◆ Input for this task
________________________________________
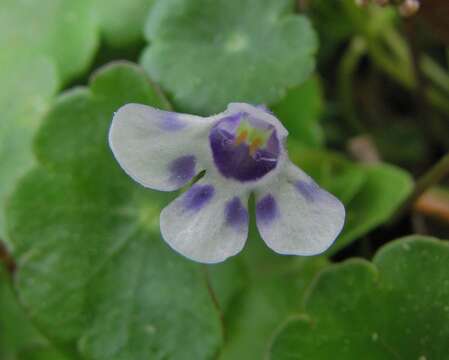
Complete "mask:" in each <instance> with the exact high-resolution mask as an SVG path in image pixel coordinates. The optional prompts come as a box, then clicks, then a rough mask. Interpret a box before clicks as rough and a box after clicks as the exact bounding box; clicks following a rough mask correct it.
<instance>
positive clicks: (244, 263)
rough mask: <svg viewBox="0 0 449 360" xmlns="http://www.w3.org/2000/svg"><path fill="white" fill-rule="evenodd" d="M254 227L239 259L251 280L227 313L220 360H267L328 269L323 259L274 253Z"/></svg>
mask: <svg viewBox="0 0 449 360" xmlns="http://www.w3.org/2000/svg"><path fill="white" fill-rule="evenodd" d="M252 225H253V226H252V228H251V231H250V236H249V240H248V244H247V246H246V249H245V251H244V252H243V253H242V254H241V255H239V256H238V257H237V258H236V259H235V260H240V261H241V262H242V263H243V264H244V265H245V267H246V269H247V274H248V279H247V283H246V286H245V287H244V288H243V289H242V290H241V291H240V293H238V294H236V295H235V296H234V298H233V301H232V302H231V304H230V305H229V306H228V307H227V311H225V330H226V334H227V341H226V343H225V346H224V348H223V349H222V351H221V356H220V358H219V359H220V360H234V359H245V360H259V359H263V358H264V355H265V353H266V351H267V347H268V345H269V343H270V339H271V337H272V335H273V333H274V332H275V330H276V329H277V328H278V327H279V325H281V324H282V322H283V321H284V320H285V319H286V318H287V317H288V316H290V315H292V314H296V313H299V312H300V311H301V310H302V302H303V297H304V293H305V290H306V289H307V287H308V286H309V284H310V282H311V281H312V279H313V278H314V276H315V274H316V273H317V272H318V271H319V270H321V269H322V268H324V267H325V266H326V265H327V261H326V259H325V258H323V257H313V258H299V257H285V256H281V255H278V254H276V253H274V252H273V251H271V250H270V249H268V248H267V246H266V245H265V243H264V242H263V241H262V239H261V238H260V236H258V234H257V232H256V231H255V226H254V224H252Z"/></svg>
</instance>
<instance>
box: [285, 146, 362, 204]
________________________________________
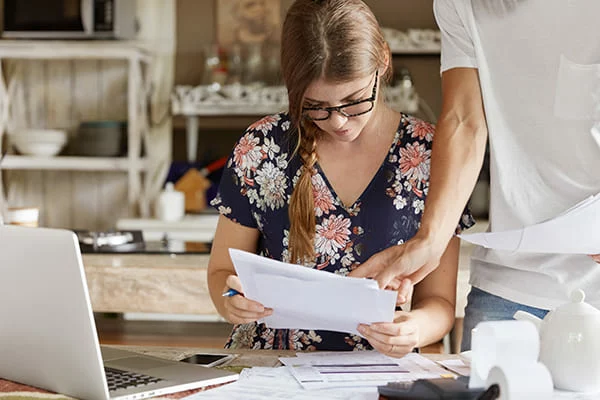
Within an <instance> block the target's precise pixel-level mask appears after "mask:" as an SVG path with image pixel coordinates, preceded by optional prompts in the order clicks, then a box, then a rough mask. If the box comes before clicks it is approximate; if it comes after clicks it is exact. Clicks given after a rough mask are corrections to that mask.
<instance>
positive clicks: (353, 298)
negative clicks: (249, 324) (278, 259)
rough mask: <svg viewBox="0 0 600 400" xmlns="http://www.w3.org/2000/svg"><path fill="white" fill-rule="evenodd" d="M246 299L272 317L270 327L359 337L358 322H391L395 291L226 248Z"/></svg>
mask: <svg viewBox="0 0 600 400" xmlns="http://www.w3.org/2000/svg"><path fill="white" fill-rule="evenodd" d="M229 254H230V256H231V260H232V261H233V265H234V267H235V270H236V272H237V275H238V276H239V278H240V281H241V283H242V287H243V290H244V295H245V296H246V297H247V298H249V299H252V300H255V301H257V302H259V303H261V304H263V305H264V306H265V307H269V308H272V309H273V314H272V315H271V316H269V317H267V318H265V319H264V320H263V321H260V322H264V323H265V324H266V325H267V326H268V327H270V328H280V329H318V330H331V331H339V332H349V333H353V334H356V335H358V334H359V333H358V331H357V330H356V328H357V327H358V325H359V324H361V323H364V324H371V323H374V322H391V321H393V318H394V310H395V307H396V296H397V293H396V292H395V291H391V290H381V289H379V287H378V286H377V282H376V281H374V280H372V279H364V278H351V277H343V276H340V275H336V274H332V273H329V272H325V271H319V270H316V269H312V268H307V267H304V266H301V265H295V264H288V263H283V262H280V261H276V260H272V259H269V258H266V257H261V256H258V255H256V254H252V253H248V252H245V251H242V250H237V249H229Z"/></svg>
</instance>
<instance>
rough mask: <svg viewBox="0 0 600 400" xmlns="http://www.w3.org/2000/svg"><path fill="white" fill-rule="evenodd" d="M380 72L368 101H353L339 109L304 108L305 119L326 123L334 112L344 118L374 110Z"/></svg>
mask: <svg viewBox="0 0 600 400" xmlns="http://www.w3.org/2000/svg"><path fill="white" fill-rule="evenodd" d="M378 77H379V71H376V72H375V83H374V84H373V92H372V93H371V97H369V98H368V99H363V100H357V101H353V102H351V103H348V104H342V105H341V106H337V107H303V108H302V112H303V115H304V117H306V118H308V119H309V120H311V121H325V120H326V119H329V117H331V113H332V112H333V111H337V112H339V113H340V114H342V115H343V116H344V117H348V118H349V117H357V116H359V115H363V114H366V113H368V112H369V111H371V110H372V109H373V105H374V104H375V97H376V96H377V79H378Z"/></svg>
________________________________________
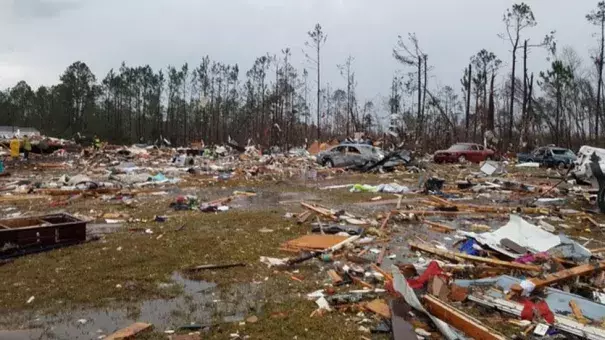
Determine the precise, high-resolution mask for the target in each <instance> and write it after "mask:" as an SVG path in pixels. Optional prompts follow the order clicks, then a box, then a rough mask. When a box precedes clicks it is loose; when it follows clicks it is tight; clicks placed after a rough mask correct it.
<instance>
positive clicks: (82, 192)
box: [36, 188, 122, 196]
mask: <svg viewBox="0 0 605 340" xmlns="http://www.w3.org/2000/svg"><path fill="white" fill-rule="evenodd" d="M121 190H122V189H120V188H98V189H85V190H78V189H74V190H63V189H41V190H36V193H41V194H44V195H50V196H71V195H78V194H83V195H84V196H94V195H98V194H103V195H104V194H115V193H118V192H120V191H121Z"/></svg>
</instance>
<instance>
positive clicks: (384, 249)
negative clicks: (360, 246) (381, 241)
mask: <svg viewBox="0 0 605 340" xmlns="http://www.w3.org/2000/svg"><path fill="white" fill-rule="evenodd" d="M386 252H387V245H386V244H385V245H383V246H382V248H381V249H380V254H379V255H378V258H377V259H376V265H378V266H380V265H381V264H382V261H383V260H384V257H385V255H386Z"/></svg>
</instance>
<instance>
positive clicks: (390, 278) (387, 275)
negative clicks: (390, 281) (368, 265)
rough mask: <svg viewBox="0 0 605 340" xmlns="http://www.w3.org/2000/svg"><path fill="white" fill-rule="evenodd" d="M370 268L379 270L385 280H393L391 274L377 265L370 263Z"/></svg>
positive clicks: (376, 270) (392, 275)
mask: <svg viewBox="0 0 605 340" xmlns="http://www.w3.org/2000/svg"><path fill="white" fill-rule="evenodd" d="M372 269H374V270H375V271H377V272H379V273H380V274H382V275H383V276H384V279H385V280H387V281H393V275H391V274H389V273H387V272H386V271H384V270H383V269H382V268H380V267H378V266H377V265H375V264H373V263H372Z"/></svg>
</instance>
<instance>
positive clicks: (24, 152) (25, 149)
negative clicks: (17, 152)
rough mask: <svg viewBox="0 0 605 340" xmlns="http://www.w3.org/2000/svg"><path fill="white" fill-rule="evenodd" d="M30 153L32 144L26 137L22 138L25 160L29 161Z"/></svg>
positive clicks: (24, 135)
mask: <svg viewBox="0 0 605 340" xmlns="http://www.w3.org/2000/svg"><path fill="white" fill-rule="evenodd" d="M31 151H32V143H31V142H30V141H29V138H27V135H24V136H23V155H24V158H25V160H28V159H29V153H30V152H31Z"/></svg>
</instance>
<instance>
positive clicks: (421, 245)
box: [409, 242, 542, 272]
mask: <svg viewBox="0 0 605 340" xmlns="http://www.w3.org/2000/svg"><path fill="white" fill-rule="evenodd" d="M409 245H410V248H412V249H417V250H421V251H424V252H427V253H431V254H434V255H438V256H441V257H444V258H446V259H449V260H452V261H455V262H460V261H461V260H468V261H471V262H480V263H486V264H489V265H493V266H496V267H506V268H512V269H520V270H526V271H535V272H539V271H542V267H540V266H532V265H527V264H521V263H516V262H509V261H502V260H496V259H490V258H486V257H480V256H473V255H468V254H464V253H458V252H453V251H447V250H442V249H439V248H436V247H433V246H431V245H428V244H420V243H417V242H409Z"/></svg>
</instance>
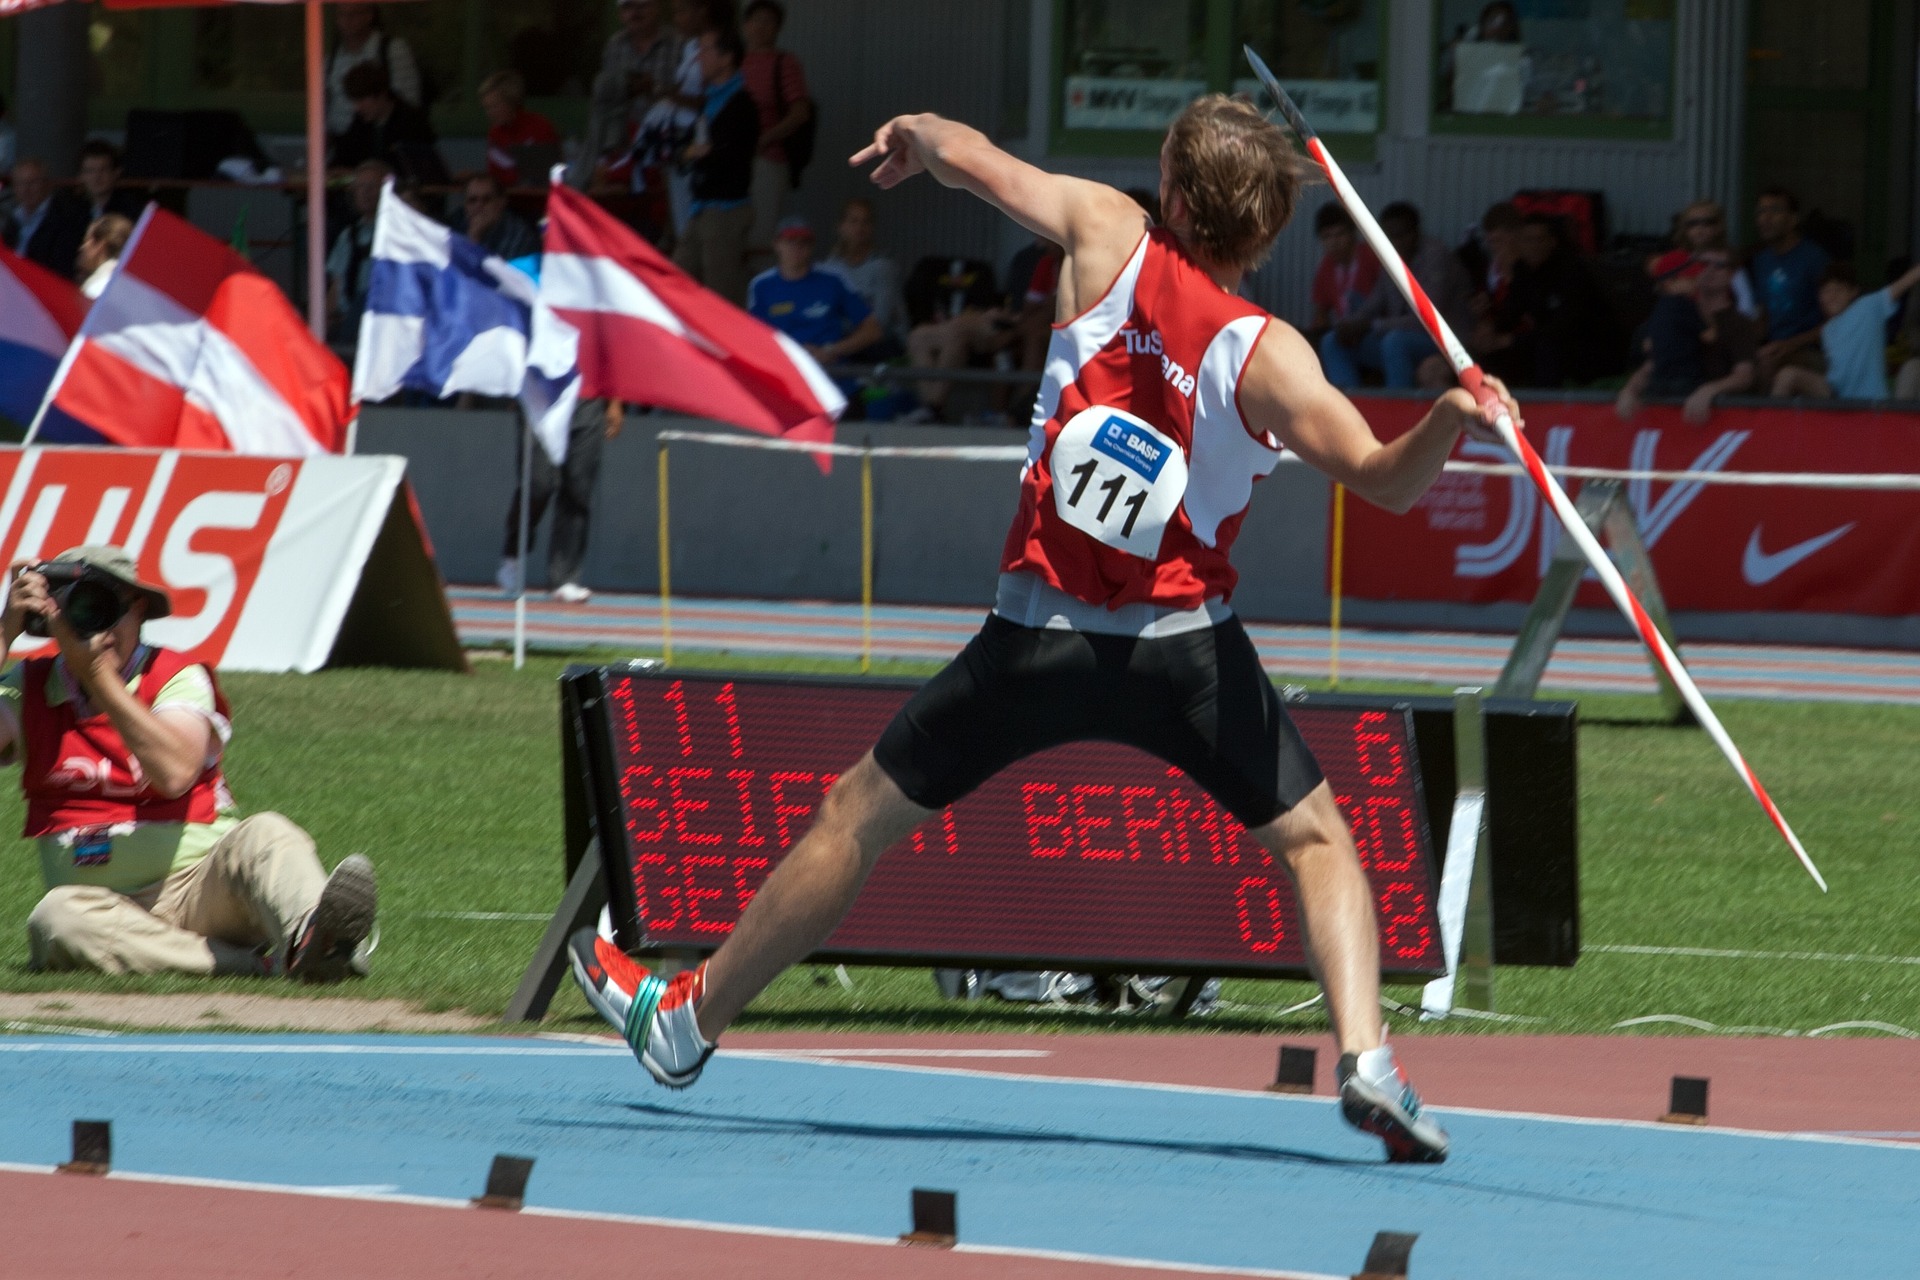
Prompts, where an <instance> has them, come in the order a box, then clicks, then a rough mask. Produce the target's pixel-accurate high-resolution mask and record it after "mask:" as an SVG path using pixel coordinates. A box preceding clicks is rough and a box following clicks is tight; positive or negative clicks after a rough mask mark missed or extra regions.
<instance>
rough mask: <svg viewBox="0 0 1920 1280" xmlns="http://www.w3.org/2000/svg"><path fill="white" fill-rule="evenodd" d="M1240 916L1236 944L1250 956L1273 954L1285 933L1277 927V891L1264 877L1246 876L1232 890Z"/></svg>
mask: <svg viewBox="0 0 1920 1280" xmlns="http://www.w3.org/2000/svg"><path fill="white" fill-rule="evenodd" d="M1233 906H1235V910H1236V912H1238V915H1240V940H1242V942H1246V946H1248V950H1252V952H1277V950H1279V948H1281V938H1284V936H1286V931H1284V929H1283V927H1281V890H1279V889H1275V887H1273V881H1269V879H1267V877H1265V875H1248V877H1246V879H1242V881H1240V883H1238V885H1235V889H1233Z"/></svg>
________________________________________
Look in the material above for the line with "negative clicks: (390, 281) (368, 265)" and the line with "negative clicks: (17, 152)", and transcribe exactly those lines and all lines between them, nothing more.

◆ Answer to the problem
negative clicks: (390, 281) (368, 265)
rough mask: <svg viewBox="0 0 605 340" xmlns="http://www.w3.org/2000/svg"><path fill="white" fill-rule="evenodd" d="M370 268L379 270L385 280H393L391 274L377 265L370 263Z"/></svg>
positive clicks: (376, 270) (392, 275)
mask: <svg viewBox="0 0 605 340" xmlns="http://www.w3.org/2000/svg"><path fill="white" fill-rule="evenodd" d="M372 269H374V270H375V271H377V272H379V273H380V274H382V275H383V276H384V279H385V280H387V281H393V275H391V274H389V273H387V272H386V271H384V270H383V269H382V268H380V267H378V266H377V265H375V264H373V263H372Z"/></svg>
</instance>
<instance>
positive clicks: (24, 152) (25, 149)
negative clicks: (17, 152)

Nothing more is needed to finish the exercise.